**YOUR INSTRUCTIONS:** Copy out the entries exactly, and wherever a picture appears, leave it out.

**SUPPLIED DATA:**

····················

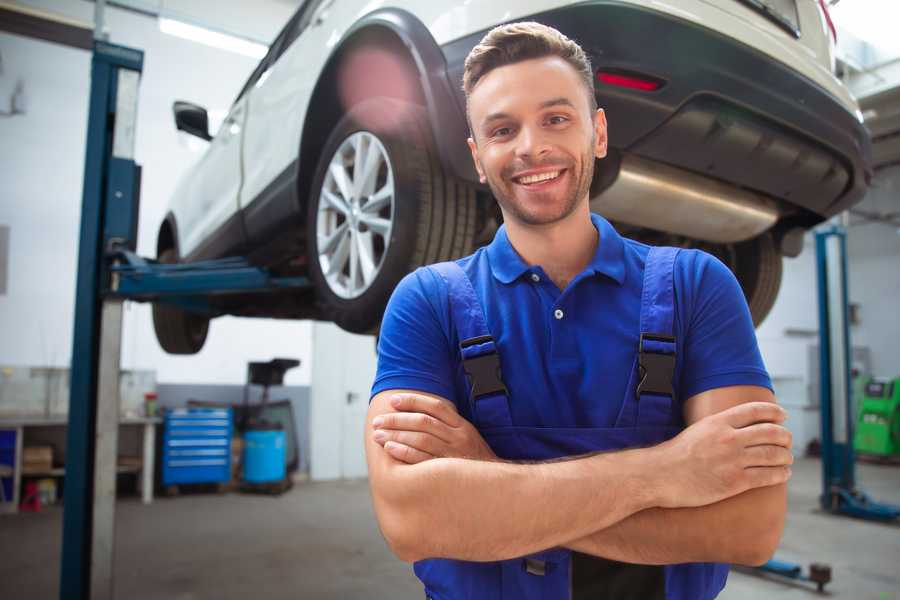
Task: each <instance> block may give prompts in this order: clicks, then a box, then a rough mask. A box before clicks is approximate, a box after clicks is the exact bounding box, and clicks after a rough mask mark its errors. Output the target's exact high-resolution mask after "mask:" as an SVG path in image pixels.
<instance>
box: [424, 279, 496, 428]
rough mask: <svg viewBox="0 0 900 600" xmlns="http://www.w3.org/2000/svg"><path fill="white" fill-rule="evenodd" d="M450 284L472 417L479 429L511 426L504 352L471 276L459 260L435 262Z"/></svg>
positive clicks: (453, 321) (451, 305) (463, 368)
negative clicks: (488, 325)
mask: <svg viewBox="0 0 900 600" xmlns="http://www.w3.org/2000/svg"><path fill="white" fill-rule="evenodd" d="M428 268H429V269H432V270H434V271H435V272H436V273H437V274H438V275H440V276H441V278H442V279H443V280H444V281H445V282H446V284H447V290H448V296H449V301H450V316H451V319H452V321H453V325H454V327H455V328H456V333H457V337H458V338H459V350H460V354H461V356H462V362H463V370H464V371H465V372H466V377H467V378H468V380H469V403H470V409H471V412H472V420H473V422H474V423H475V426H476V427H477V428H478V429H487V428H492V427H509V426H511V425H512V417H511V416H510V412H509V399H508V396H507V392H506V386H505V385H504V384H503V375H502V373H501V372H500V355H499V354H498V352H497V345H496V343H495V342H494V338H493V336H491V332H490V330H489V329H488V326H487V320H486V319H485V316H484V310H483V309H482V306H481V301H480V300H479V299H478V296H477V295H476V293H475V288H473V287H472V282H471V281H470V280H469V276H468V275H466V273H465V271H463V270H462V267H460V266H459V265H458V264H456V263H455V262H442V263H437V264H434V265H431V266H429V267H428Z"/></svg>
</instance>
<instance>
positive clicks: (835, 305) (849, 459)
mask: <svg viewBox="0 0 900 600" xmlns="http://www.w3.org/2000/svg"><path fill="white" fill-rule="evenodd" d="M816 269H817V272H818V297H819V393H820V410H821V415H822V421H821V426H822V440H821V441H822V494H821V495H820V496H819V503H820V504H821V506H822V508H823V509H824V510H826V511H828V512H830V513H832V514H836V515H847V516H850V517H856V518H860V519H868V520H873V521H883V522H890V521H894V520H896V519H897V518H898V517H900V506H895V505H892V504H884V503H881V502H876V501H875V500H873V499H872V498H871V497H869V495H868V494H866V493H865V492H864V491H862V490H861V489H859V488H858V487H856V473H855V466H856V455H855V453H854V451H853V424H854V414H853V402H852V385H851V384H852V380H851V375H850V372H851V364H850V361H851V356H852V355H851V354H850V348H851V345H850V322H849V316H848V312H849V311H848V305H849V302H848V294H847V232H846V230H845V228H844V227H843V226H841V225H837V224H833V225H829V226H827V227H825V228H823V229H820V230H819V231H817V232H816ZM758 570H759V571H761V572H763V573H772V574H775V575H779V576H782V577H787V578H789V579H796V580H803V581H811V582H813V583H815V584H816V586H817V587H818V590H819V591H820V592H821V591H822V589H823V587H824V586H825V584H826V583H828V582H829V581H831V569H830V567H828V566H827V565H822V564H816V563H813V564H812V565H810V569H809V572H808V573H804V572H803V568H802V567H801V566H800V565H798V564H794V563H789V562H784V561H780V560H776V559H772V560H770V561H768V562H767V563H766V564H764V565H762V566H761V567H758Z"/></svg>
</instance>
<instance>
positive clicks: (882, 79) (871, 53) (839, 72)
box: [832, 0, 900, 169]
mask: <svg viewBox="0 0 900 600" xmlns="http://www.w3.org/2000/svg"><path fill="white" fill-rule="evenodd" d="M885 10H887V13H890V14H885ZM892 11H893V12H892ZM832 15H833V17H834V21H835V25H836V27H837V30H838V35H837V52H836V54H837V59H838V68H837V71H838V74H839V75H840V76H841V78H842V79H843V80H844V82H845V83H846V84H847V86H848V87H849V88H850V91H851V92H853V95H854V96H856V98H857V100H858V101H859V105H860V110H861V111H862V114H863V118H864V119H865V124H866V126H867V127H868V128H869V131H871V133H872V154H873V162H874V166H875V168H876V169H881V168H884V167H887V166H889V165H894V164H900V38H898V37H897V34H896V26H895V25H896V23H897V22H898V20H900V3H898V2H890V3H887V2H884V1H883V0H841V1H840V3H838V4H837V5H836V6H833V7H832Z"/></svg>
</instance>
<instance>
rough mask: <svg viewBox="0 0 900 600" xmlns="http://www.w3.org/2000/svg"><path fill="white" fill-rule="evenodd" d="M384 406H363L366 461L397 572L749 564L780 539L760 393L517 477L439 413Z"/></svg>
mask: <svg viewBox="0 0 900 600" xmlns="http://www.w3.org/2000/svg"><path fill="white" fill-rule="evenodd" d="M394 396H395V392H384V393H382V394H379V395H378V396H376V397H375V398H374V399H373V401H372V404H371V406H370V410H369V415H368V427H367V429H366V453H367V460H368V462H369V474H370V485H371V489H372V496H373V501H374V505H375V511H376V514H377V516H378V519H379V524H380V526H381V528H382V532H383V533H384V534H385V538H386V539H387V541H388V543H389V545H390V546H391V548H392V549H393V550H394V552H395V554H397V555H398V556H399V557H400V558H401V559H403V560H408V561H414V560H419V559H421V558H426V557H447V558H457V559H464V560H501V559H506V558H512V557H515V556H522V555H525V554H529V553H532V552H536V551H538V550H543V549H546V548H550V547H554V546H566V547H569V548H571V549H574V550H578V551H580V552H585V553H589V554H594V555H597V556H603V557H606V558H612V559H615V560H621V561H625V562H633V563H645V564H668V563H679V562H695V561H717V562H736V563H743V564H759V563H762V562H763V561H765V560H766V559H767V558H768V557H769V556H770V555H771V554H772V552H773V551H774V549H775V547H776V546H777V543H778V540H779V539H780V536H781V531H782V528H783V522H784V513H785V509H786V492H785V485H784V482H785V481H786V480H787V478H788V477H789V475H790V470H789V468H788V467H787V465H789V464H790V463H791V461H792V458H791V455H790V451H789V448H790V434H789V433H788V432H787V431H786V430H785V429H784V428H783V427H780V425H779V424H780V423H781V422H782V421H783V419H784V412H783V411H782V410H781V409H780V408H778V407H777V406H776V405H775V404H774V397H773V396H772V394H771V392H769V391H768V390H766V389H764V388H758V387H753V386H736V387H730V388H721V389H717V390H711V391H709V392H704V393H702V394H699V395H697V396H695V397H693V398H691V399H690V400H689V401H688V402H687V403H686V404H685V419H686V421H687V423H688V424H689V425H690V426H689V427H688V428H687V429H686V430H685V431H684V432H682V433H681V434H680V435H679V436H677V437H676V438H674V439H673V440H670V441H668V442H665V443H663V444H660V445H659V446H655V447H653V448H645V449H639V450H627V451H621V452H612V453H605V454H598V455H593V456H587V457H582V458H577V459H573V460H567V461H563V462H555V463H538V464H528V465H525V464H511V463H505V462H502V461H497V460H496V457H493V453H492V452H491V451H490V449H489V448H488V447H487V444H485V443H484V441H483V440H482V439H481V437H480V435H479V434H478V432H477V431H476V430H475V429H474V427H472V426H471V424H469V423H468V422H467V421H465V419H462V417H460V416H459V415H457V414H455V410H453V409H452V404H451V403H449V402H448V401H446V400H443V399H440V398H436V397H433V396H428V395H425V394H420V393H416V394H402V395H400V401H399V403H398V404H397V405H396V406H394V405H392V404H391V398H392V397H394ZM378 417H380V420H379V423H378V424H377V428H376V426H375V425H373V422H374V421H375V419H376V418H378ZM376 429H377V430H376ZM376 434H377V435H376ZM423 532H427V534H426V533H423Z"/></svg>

····················

**RESPONSE TO THIS TASK:**
Task: each <instance> block may give prompts in this order: clicks, then a box, then a rough mask. A box before clicks is approximate, a box after clicks is the exact bounding box, and clicks after a rough mask mark its errors. Output the target's exact high-resolution mask after "mask:" as an SVG path in image pixels.
<instance>
box: [424, 279, 496, 428]
rough mask: <svg viewBox="0 0 900 600" xmlns="http://www.w3.org/2000/svg"><path fill="white" fill-rule="evenodd" d="M450 284L472 417L479 429L511 426L504 352L471 276L459 260L435 262Z"/></svg>
positive clicks: (453, 321) (451, 305) (463, 368)
negative clicks: (488, 325)
mask: <svg viewBox="0 0 900 600" xmlns="http://www.w3.org/2000/svg"><path fill="white" fill-rule="evenodd" d="M428 268H429V269H432V270H434V271H435V272H436V273H437V274H438V275H440V276H441V278H442V279H443V280H444V281H445V282H446V284H447V290H448V296H449V301H450V316H451V319H452V321H453V325H454V327H455V328H456V333H457V337H458V338H459V350H460V354H461V356H462V362H463V370H464V371H465V372H466V377H467V378H468V380H469V403H470V409H471V412H472V420H473V422H474V423H475V426H476V427H477V428H478V429H487V428H492V427H509V426H511V425H512V417H511V416H510V412H509V399H508V396H507V392H506V386H505V385H504V384H503V375H502V373H501V372H500V355H499V354H498V352H497V345H496V343H495V342H494V338H493V336H491V332H490V330H489V329H488V326H487V320H486V319H485V316H484V310H483V309H482V306H481V301H480V300H479V299H478V296H477V295H476V293H475V288H473V287H472V282H471V281H470V280H469V276H468V275H466V273H465V271H463V270H462V267H460V266H459V265H458V264H456V263H455V262H442V263H437V264H434V265H431V266H429V267H428Z"/></svg>
</instance>
<instance>
positive clicks: (835, 305) (849, 459)
mask: <svg viewBox="0 0 900 600" xmlns="http://www.w3.org/2000/svg"><path fill="white" fill-rule="evenodd" d="M816 269H817V272H818V297H819V393H820V410H821V415H822V421H821V426H822V440H821V441H822V494H821V495H820V496H819V503H820V504H821V506H822V508H823V509H824V510H826V511H828V512H830V513H832V514H836V515H847V516H850V517H856V518H860V519H868V520H873V521H883V522H890V521H894V520H896V519H897V518H898V517H900V506H895V505H892V504H884V503H881V502H876V501H875V500H873V499H872V498H871V497H869V495H868V494H866V493H865V492H864V491H862V490H861V489H859V488H858V487H856V473H855V466H856V455H855V453H854V451H853V424H854V414H853V402H852V385H851V384H852V380H851V375H850V372H851V364H850V361H851V356H852V355H851V354H850V348H851V345H850V322H849V316H848V312H849V311H848V305H849V302H848V294H847V232H846V230H845V228H844V227H843V226H841V225H837V224H833V225H829V226H827V227H825V228H823V229H820V230H819V231H817V232H816ZM758 570H759V571H761V572H763V573H772V574H775V575H779V576H782V577H787V578H789V579H796V580H803V581H811V582H813V583H815V584H816V586H817V587H818V590H819V591H820V592H821V591H822V589H823V587H824V586H825V584H826V583H828V582H829V581H831V569H830V567H828V566H827V565H822V564H816V563H813V564H812V565H810V569H809V572H808V573H804V572H803V568H802V567H801V566H800V565H798V564H794V563H789V562H784V561H780V560H776V559H772V560H770V561H768V562H767V563H766V564H764V565H762V566H761V567H758Z"/></svg>
</instance>
<instance>
positive clicks: (882, 79) (871, 53) (839, 72)
box: [832, 0, 900, 169]
mask: <svg viewBox="0 0 900 600" xmlns="http://www.w3.org/2000/svg"><path fill="white" fill-rule="evenodd" d="M885 10H887V13H890V14H885ZM892 11H893V12H892ZM832 15H833V17H834V21H835V25H836V27H837V30H838V35H837V52H836V54H837V59H838V68H837V71H838V74H839V75H840V76H841V78H842V79H843V80H844V82H845V83H846V84H847V86H848V87H849V88H850V91H851V92H853V95H854V96H856V98H857V100H858V101H859V105H860V110H861V111H862V114H863V118H864V119H865V124H866V126H867V127H868V128H869V131H871V133H872V154H873V162H874V166H875V168H876V169H881V168H884V167H887V166H889V165H894V164H900V38H898V37H897V34H896V26H895V25H896V23H897V22H898V20H900V3H898V2H890V3H887V2H884V1H883V0H841V1H840V3H838V4H837V5H836V6H833V7H832Z"/></svg>
</instance>
<instance>
rough mask: <svg viewBox="0 0 900 600" xmlns="http://www.w3.org/2000/svg"><path fill="white" fill-rule="evenodd" d="M384 406H363L366 461L397 572L749 564L780 539L760 393L517 477L439 413Z"/></svg>
mask: <svg viewBox="0 0 900 600" xmlns="http://www.w3.org/2000/svg"><path fill="white" fill-rule="evenodd" d="M394 396H395V392H384V393H382V394H379V395H378V396H376V397H375V398H374V399H373V401H372V404H371V406H370V410H369V415H368V427H367V429H366V453H367V460H368V462H369V474H370V485H371V489H372V496H373V501H374V505H375V511H376V514H377V516H378V519H379V524H380V526H381V528H382V532H383V533H384V534H385V538H386V539H387V541H388V543H389V545H390V546H391V548H392V549H393V550H394V552H395V554H397V555H398V556H399V557H400V558H401V559H403V560H408V561H414V560H419V559H421V558H426V557H447V558H457V559H464V560H501V559H506V558H512V557H515V556H522V555H525V554H529V553H532V552H536V551H538V550H543V549H546V548H550V547H554V546H566V547H569V548H571V549H574V550H578V551H580V552H585V553H589V554H594V555H597V556H603V557H606V558H612V559H615V560H621V561H625V562H633V563H645V564H668V563H679V562H695V561H717V562H736V563H743V564H759V563H762V562H763V561H765V560H766V559H767V558H768V557H769V556H770V555H771V554H772V552H773V551H774V549H775V547H776V546H777V543H778V540H779V539H780V536H781V531H782V528H783V522H784V513H785V509H786V492H785V485H784V482H785V481H786V480H787V478H788V477H789V475H790V470H789V468H788V467H787V465H789V464H790V463H791V461H792V458H791V455H790V451H789V448H790V434H789V433H788V432H787V431H786V430H785V429H784V428H783V427H780V425H779V424H780V423H781V422H782V421H783V419H784V412H783V411H782V410H781V409H780V408H778V407H777V406H776V405H775V404H774V397H773V396H772V394H771V392H769V391H768V390H766V389H764V388H758V387H753V386H736V387H730V388H721V389H717V390H711V391H709V392H704V393H702V394H699V395H697V396H695V397H693V398H691V399H690V400H689V401H688V402H687V403H686V404H685V419H686V421H687V423H688V424H689V425H690V426H689V427H688V428H687V429H686V430H685V431H684V432H682V433H681V434H680V435H679V436H677V437H676V438H674V439H673V440H670V441H668V442H665V443H663V444H660V445H659V446H655V447H653V448H645V449H639V450H627V451H621V452H612V453H605V454H598V455H593V456H587V457H582V458H577V459H573V460H567V461H563V462H555V463H538V464H528V465H525V464H511V463H505V462H502V461H497V460H496V457H493V453H492V452H491V451H490V449H489V448H488V447H487V444H485V443H484V441H483V440H482V439H481V437H480V435H479V434H478V432H477V431H476V430H475V429H474V427H472V426H471V424H469V423H468V422H467V421H465V419H462V417H460V416H459V415H457V414H455V410H453V409H452V404H451V403H449V402H448V401H446V400H443V399H440V398H436V397H433V396H428V395H425V394H420V393H416V394H402V395H400V401H399V403H398V404H397V405H396V406H394V405H392V404H391V398H392V397H394ZM378 417H380V420H379V423H378V424H377V428H376V426H375V425H373V422H374V421H375V419H376V418H378ZM376 429H377V430H376ZM376 434H377V435H376ZM423 532H427V534H426V533H423Z"/></svg>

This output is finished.